* _ACTION ITEM_: Find the number of lines containing the string "single" in the data. Answer with the number by itself.

* _DATASET RECORDS_:
● ● ● ● ●

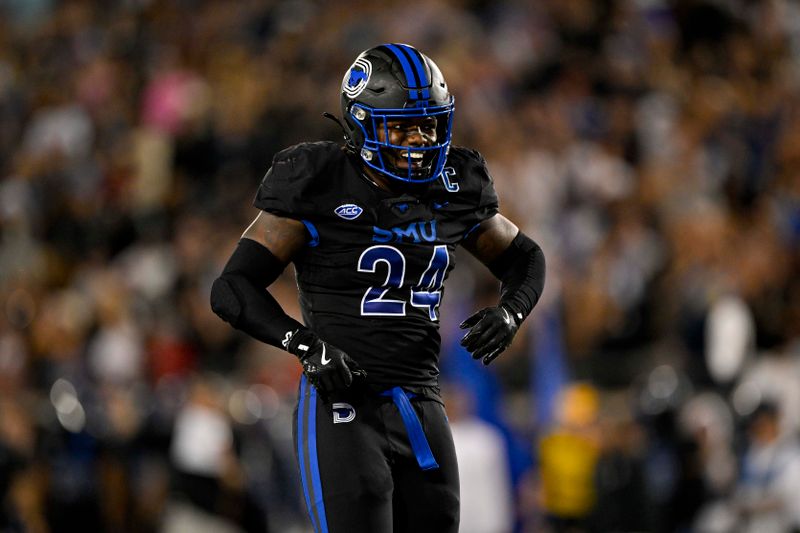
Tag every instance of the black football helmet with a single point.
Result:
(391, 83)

● ● ● ● ●

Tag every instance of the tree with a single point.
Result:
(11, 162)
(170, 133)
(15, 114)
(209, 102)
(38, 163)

● ● ● ● ●

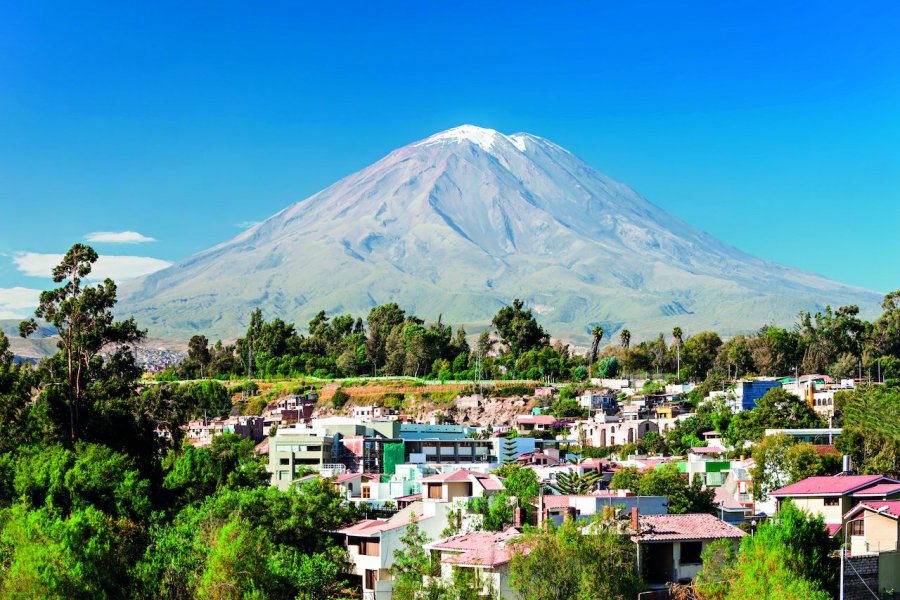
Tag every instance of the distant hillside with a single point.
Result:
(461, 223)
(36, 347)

● ● ● ● ●

* _REPLY TO THE TASK_: 3